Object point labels
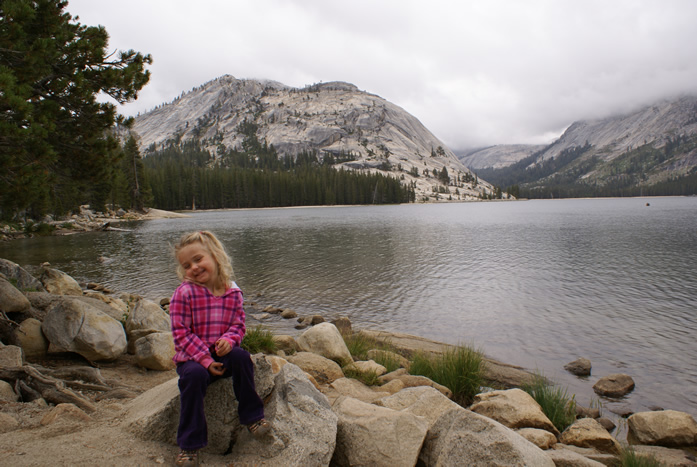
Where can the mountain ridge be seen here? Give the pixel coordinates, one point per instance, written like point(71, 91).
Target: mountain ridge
point(330, 118)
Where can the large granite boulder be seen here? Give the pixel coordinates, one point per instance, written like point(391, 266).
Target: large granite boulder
point(155, 351)
point(154, 415)
point(668, 428)
point(588, 433)
point(31, 338)
point(147, 317)
point(21, 277)
point(11, 299)
point(355, 389)
point(376, 436)
point(458, 436)
point(325, 339)
point(324, 371)
point(304, 426)
point(75, 326)
point(514, 408)
point(59, 283)
point(11, 356)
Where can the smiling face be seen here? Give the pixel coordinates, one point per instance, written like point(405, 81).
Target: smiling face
point(198, 265)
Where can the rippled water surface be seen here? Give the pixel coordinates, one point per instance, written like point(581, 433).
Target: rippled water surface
point(534, 283)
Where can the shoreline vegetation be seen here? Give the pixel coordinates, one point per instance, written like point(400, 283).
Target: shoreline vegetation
point(380, 364)
point(87, 220)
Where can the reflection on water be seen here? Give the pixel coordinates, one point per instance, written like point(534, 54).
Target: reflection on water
point(537, 283)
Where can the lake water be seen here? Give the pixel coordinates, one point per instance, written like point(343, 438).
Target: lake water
point(532, 283)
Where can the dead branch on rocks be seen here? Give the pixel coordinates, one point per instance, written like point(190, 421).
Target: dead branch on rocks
point(31, 382)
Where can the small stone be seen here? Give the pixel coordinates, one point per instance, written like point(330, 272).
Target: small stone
point(616, 385)
point(580, 367)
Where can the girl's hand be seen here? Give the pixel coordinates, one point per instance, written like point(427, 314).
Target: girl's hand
point(222, 347)
point(216, 369)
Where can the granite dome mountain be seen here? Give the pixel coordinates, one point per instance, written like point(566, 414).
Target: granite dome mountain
point(333, 118)
point(650, 150)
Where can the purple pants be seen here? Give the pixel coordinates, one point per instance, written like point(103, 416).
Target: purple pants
point(193, 383)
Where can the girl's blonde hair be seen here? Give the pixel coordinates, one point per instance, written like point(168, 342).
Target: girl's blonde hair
point(217, 251)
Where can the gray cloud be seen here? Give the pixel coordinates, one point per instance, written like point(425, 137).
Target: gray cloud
point(475, 73)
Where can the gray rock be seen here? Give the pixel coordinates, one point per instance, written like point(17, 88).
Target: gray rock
point(304, 426)
point(329, 118)
point(343, 324)
point(289, 314)
point(147, 314)
point(325, 340)
point(579, 367)
point(325, 371)
point(543, 439)
point(154, 415)
point(353, 388)
point(667, 456)
point(11, 356)
point(458, 436)
point(376, 436)
point(615, 385)
point(7, 394)
point(461, 437)
point(25, 281)
point(669, 428)
point(11, 299)
point(366, 367)
point(8, 423)
point(588, 433)
point(567, 458)
point(386, 355)
point(59, 283)
point(155, 351)
point(514, 408)
point(74, 326)
point(31, 338)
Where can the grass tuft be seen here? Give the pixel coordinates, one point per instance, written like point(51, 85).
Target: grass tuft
point(369, 378)
point(555, 402)
point(460, 369)
point(630, 458)
point(258, 340)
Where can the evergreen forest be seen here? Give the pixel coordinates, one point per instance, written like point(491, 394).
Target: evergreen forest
point(187, 176)
point(577, 172)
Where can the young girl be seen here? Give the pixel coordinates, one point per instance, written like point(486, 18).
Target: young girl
point(208, 327)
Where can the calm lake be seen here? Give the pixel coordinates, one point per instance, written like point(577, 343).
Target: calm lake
point(532, 283)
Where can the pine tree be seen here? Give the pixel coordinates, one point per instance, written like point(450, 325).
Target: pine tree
point(54, 149)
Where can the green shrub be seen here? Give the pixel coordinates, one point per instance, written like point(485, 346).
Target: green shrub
point(459, 369)
point(388, 359)
point(258, 340)
point(369, 378)
point(629, 458)
point(358, 344)
point(555, 402)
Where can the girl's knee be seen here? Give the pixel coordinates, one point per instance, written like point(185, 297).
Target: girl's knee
point(192, 372)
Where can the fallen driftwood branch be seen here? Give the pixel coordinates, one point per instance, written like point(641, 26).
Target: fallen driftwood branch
point(32, 382)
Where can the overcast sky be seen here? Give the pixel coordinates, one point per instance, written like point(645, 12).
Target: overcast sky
point(473, 72)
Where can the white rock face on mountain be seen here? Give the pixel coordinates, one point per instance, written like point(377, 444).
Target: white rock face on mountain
point(331, 118)
point(615, 135)
point(498, 156)
point(609, 137)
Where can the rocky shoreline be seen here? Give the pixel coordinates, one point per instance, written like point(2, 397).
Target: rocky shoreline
point(86, 220)
point(108, 383)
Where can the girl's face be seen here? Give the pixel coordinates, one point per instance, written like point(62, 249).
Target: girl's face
point(199, 266)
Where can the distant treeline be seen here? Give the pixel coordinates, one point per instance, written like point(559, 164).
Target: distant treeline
point(574, 174)
point(186, 176)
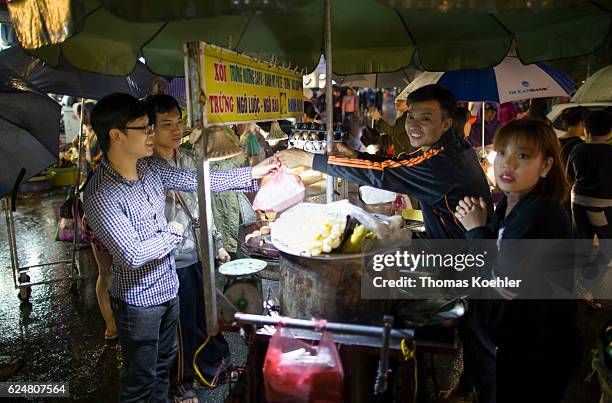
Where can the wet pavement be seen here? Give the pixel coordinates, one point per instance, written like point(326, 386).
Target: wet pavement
point(60, 333)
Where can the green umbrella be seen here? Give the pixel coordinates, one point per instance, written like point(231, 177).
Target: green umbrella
point(107, 36)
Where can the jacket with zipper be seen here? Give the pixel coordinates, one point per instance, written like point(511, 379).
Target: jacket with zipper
point(438, 178)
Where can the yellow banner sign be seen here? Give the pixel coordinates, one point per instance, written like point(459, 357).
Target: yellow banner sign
point(241, 89)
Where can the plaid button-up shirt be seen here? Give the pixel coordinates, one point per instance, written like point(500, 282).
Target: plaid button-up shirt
point(128, 216)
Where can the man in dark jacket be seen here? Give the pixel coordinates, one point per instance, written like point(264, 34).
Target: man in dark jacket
point(441, 172)
point(397, 131)
point(438, 174)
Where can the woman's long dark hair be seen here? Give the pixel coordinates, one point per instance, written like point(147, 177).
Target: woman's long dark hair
point(543, 138)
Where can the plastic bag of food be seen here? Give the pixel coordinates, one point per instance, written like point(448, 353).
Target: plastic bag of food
point(299, 372)
point(281, 191)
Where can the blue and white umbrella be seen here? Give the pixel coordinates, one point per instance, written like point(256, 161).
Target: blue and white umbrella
point(508, 81)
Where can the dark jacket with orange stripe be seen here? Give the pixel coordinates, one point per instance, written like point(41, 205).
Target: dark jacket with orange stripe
point(438, 178)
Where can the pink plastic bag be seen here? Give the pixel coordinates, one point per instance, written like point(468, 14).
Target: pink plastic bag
point(281, 191)
point(298, 372)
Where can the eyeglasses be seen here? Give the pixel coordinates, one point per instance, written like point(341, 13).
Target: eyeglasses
point(171, 124)
point(148, 129)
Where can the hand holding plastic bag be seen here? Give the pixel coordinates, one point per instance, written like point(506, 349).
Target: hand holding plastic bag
point(281, 191)
point(298, 372)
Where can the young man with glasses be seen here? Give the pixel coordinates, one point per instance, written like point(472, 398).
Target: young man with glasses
point(124, 202)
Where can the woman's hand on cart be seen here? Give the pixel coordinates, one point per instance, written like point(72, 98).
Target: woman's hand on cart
point(472, 212)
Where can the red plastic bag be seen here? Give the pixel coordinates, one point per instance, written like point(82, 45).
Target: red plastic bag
point(298, 372)
point(281, 191)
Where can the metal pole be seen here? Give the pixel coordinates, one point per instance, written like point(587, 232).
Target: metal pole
point(343, 328)
point(206, 247)
point(329, 97)
point(196, 111)
point(383, 365)
point(75, 199)
point(484, 154)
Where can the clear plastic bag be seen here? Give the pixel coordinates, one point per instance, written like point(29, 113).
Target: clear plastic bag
point(298, 372)
point(282, 191)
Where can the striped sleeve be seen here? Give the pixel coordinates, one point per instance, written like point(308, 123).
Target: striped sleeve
point(423, 175)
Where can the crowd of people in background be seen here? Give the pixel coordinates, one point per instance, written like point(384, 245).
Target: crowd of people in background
point(581, 159)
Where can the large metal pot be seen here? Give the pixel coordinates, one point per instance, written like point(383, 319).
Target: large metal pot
point(327, 287)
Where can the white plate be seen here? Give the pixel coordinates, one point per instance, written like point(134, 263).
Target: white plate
point(242, 267)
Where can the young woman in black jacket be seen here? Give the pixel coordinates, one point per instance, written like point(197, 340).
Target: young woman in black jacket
point(539, 345)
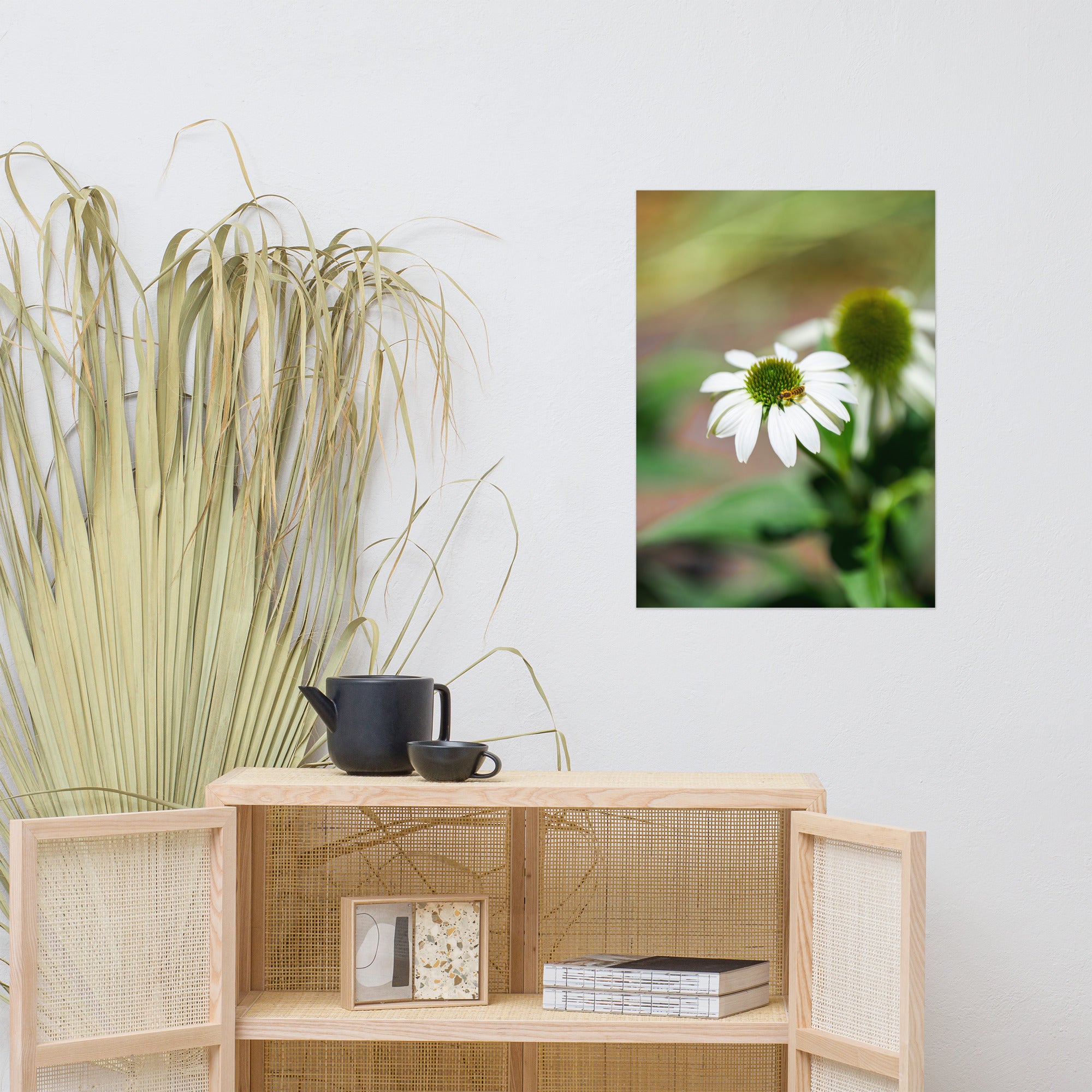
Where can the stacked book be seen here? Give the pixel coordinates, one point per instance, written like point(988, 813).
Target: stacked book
point(658, 986)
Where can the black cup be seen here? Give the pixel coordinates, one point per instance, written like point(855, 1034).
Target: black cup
point(448, 761)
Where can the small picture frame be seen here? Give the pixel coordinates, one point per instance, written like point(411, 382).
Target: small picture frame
point(414, 951)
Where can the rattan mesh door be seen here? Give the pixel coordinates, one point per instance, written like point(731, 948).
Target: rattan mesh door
point(123, 953)
point(857, 957)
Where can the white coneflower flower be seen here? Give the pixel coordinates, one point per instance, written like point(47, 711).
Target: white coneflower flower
point(792, 398)
point(886, 340)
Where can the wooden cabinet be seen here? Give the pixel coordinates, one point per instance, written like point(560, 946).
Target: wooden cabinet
point(692, 864)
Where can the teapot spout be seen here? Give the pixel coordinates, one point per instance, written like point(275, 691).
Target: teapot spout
point(323, 706)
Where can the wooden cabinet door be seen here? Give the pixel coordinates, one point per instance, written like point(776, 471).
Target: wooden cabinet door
point(123, 953)
point(857, 957)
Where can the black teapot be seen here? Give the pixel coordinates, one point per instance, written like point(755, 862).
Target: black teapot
point(372, 719)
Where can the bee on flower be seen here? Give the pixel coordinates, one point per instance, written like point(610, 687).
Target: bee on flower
point(792, 398)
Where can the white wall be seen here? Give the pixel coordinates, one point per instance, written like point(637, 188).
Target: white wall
point(540, 123)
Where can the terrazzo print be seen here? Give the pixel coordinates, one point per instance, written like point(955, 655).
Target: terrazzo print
point(447, 937)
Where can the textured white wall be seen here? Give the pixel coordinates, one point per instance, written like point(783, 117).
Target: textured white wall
point(540, 123)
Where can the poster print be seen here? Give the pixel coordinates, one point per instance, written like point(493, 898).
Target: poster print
point(786, 399)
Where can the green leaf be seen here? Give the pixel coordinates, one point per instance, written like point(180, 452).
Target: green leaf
point(770, 508)
point(666, 385)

Written instruction
Reproduce the listing from its start through the line containing "point(330, 118)", both ends included, with the requests kept and the pictures omitted. Shift each answer point by adding 47 to both of its coordinates, leaving the coordinates in the requests and their format samples unchanged.

Solution to this exercise
Where can the mountain ridge be seen here? Give the pixel coordinates, one point per instance, written like point(71, 91).
Target: mountain ridge
point(377, 165)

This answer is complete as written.